** Required action **
Extract the complete paragraph below on the digitized Pa'O manuscripts, reproducing every word and punctuation mark without change.

======== Excerpt

The manuscripts digitised during this project constitute the largest and most comprehensive Pa'O literary and religious studies resource outside of Pa'O regions in Myanmar and Thailand. The original manuscripts, a mixture of parabaik (accordion folded paper manuscripts), bound scrolls, and palm-leaf manuscripts, are owned by the Pa'O Literary and Cultural Council Committee Library in Taunggyi, Shan State, Myanmar. The texts consist mainly of Pa’O interpretations of the Theravada Buddhist canon, though other particularly interesting manuscripts include those that document Pa'O dynasties and claims on important historical sites in contemporary Myanmar. There are 71 manuscripts in total, the majority of them in the Pa’O language.

================
======== Entries supplied

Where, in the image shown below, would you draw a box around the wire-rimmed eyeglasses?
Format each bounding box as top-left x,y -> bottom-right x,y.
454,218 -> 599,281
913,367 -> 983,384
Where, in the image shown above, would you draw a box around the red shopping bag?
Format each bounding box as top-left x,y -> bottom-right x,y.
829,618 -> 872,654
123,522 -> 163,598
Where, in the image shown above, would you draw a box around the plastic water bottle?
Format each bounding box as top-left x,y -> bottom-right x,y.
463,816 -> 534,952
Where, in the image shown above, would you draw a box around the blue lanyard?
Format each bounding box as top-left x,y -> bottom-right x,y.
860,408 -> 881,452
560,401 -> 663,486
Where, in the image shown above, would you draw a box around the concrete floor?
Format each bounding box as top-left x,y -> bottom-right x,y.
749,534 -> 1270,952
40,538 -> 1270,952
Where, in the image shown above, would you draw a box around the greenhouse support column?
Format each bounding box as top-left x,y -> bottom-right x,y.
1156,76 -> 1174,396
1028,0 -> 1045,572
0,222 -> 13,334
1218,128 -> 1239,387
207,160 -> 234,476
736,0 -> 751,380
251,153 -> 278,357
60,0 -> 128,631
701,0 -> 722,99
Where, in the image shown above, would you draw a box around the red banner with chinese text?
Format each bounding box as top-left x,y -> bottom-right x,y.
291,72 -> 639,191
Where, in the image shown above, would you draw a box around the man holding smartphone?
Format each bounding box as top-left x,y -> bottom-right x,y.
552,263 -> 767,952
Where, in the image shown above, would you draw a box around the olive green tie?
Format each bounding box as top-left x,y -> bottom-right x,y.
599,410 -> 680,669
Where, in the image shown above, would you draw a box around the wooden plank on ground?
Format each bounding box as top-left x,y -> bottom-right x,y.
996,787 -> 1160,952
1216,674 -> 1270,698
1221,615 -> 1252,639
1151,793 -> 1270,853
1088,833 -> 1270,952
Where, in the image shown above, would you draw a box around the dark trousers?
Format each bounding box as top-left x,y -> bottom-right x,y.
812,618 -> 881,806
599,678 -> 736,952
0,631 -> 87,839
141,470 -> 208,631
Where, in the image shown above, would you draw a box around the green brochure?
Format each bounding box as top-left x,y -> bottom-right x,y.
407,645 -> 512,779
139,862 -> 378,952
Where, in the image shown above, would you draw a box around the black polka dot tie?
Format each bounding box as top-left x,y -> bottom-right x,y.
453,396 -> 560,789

================

** Output of the task **
The manuscripts digitised during this project constitute the largest and most comprehensive Pa'O literary and religious studies resource outside of Pa'O regions in Myanmar and Thailand. The original manuscripts, a mixture of parabaik (accordion folded paper manuscripts), bound scrolls, and palm-leaf manuscripts, are owned by the Pa'O Literary and Cultural Council Committee Library in Taunggyi, Shan State, Myanmar. The texts consist mainly of Pa’O interpretations of the Theravada Buddhist canon, though other particularly interesting manuscripts include those that document Pa'O dynasties and claims on important historical sites in contemporary Myanmar. There are 71 manuscripts in total, the majority of them in the Pa’O language.